Exercise - The full set of entries below needs to be written out exactly.
**** Records to use ****
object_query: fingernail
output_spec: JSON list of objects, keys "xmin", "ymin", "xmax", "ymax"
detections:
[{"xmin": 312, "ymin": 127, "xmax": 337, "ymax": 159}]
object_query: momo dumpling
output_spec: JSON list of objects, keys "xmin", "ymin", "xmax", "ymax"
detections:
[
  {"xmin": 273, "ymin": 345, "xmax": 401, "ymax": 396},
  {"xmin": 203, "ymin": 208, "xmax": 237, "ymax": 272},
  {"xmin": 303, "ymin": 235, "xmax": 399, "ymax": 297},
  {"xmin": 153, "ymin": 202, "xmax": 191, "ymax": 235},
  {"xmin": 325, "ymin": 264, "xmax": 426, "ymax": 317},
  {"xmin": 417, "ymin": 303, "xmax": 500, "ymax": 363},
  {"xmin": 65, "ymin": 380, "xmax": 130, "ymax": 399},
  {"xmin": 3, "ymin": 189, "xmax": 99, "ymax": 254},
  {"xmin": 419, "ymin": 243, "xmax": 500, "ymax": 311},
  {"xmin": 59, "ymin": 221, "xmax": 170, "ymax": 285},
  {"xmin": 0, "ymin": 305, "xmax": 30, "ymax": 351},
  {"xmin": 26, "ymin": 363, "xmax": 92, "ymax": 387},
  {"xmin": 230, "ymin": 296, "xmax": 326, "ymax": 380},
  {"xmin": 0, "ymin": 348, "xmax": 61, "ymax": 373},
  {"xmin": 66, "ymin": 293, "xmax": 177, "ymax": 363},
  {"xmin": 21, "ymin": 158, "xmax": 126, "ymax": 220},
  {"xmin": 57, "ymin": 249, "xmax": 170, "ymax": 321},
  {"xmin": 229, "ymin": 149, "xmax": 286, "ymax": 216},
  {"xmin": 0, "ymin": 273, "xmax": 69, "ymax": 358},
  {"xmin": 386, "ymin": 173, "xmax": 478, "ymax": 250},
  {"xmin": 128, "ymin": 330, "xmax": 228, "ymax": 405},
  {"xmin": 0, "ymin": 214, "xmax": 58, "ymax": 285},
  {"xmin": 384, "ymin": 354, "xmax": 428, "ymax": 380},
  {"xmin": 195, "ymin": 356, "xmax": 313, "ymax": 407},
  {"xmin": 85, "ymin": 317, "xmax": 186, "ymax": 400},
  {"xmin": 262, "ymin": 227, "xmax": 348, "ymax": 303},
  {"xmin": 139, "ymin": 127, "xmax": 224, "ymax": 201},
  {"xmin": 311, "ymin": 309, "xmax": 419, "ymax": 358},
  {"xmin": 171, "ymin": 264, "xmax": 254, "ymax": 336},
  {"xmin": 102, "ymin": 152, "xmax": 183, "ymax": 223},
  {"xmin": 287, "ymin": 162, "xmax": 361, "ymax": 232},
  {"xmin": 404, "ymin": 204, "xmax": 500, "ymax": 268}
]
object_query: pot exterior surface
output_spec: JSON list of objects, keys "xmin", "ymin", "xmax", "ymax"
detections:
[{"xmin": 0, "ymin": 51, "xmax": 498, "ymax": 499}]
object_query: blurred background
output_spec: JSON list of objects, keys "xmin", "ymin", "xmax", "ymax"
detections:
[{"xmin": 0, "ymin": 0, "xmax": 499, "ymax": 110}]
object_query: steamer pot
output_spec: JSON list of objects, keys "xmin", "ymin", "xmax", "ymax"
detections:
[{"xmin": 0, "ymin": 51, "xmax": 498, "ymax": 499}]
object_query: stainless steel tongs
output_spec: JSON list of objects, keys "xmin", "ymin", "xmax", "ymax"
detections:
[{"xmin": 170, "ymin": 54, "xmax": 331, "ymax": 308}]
****
Solution to this task -
object_query: fingernail
output_spec: JSON list of objects, keys "xmin", "ymin", "xmax", "ymax"
detections:
[{"xmin": 312, "ymin": 127, "xmax": 337, "ymax": 159}]
object_query: momo dumpling
output_spec: JSON list of objects, keys "xmin", "ymin", "xmax", "ymax"
detections:
[
  {"xmin": 273, "ymin": 345, "xmax": 401, "ymax": 396},
  {"xmin": 203, "ymin": 208, "xmax": 237, "ymax": 272},
  {"xmin": 303, "ymin": 235, "xmax": 399, "ymax": 297},
  {"xmin": 153, "ymin": 202, "xmax": 191, "ymax": 235},
  {"xmin": 325, "ymin": 264, "xmax": 426, "ymax": 317},
  {"xmin": 417, "ymin": 303, "xmax": 500, "ymax": 363},
  {"xmin": 65, "ymin": 380, "xmax": 130, "ymax": 399},
  {"xmin": 3, "ymin": 189, "xmax": 99, "ymax": 254},
  {"xmin": 419, "ymin": 243, "xmax": 500, "ymax": 311},
  {"xmin": 59, "ymin": 221, "xmax": 170, "ymax": 285},
  {"xmin": 0, "ymin": 305, "xmax": 30, "ymax": 351},
  {"xmin": 26, "ymin": 363, "xmax": 92, "ymax": 387},
  {"xmin": 230, "ymin": 296, "xmax": 326, "ymax": 380},
  {"xmin": 0, "ymin": 348, "xmax": 61, "ymax": 373},
  {"xmin": 66, "ymin": 293, "xmax": 177, "ymax": 363},
  {"xmin": 21, "ymin": 158, "xmax": 126, "ymax": 220},
  {"xmin": 57, "ymin": 249, "xmax": 170, "ymax": 321},
  {"xmin": 229, "ymin": 149, "xmax": 286, "ymax": 216},
  {"xmin": 0, "ymin": 273, "xmax": 69, "ymax": 358},
  {"xmin": 386, "ymin": 173, "xmax": 478, "ymax": 250},
  {"xmin": 128, "ymin": 330, "xmax": 228, "ymax": 405},
  {"xmin": 0, "ymin": 214, "xmax": 58, "ymax": 285},
  {"xmin": 384, "ymin": 354, "xmax": 428, "ymax": 380},
  {"xmin": 195, "ymin": 356, "xmax": 313, "ymax": 407},
  {"xmin": 85, "ymin": 317, "xmax": 186, "ymax": 400},
  {"xmin": 262, "ymin": 227, "xmax": 348, "ymax": 303},
  {"xmin": 139, "ymin": 127, "xmax": 224, "ymax": 201},
  {"xmin": 311, "ymin": 309, "xmax": 419, "ymax": 358},
  {"xmin": 171, "ymin": 264, "xmax": 254, "ymax": 336},
  {"xmin": 102, "ymin": 152, "xmax": 183, "ymax": 223},
  {"xmin": 287, "ymin": 162, "xmax": 361, "ymax": 232},
  {"xmin": 404, "ymin": 204, "xmax": 500, "ymax": 268}
]
object_query: pot exterior surface
output_spec: JSON list of objects, keys "xmin", "ymin", "xmax", "ymax"
detections:
[{"xmin": 0, "ymin": 51, "xmax": 498, "ymax": 499}]
object_query: blurred background
output_spec: JSON list of objects, keys "xmin", "ymin", "xmax", "ymax"
detections:
[{"xmin": 0, "ymin": 0, "xmax": 499, "ymax": 110}]
object_query: steamer pot
output_spec: JSON list of objects, keys "xmin", "ymin", "xmax", "ymax"
detections:
[{"xmin": 0, "ymin": 51, "xmax": 498, "ymax": 499}]
object_query: stainless steel tongs
output_spec: JSON list of objects, keys "xmin", "ymin", "xmax", "ymax"
detections:
[{"xmin": 170, "ymin": 54, "xmax": 331, "ymax": 308}]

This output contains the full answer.